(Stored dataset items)
● ● ● ● ●
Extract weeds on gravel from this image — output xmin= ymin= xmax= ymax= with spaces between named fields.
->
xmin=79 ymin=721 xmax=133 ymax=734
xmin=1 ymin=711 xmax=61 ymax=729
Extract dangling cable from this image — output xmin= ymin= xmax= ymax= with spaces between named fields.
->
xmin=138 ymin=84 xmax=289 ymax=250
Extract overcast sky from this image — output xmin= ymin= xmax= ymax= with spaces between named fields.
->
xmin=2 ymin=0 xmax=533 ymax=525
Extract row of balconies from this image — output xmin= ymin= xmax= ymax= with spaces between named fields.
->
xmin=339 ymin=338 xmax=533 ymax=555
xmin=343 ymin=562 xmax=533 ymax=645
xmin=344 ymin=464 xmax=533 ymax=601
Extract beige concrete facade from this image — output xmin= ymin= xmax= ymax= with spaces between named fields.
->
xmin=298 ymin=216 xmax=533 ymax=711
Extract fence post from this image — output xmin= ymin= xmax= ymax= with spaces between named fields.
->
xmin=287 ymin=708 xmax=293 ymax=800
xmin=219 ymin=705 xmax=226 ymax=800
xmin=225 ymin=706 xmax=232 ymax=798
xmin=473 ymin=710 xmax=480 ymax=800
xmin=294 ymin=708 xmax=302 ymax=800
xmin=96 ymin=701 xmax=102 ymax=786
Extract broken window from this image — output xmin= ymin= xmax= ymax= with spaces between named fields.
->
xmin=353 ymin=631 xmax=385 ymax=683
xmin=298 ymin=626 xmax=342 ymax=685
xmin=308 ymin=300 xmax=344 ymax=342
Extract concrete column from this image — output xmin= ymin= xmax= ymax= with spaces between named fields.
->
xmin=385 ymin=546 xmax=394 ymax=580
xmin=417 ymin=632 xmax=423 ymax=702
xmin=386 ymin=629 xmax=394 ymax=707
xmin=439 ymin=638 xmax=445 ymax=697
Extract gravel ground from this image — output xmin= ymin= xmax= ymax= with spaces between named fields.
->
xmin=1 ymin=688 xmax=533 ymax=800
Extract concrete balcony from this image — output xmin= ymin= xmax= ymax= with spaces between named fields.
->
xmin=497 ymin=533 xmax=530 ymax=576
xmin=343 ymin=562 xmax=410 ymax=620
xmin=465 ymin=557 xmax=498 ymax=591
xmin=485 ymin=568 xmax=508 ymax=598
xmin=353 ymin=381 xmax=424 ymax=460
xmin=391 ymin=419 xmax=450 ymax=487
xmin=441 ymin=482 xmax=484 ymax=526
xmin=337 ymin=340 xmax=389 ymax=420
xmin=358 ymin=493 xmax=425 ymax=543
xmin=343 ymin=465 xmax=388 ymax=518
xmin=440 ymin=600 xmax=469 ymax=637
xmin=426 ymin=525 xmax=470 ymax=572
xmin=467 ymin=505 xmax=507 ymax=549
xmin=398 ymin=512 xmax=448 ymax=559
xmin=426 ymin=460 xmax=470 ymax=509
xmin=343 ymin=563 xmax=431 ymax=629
● ● ● ● ●
__Work item__. Give back the records above exactly, limited to the lines between the one holding "Extract row of" and the one holding "Extract concrete column", inclusive.

__Output of the task__.
Extract row of balconies from this image — output xmin= ymin= xmax= ymax= with spaces between named fields.
->
xmin=339 ymin=338 xmax=533 ymax=555
xmin=343 ymin=562 xmax=533 ymax=645
xmin=344 ymin=464 xmax=533 ymax=601
Extract beige concrete facade from this image — output xmin= ymin= xmax= ymax= with spaces between named fields.
->
xmin=298 ymin=216 xmax=533 ymax=711
Extract fence post from this image — output xmin= ymin= xmax= ymax= with spaces between named fields.
->
xmin=287 ymin=708 xmax=293 ymax=800
xmin=219 ymin=705 xmax=226 ymax=800
xmin=225 ymin=706 xmax=232 ymax=798
xmin=473 ymin=710 xmax=480 ymax=800
xmin=294 ymin=708 xmax=302 ymax=800
xmin=96 ymin=701 xmax=102 ymax=786
Extract broken window from this image — output xmin= ymin= xmax= ymax= with spaces between named fields.
->
xmin=353 ymin=631 xmax=385 ymax=683
xmin=298 ymin=626 xmax=342 ymax=685
xmin=308 ymin=300 xmax=344 ymax=342
Extract concrete column from this image — output xmin= ymin= xmax= ymax= with spaces between named fields.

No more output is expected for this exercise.